Copy each line of the listing below exactly.
(Input records begins)
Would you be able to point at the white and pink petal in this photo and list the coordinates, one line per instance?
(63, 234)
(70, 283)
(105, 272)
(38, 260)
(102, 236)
(Input records ends)
> [Task answer]
Would you be able to point at the white and pink petal in this photo and list the coordinates, one line per instance?
(63, 234)
(70, 283)
(105, 272)
(38, 260)
(102, 236)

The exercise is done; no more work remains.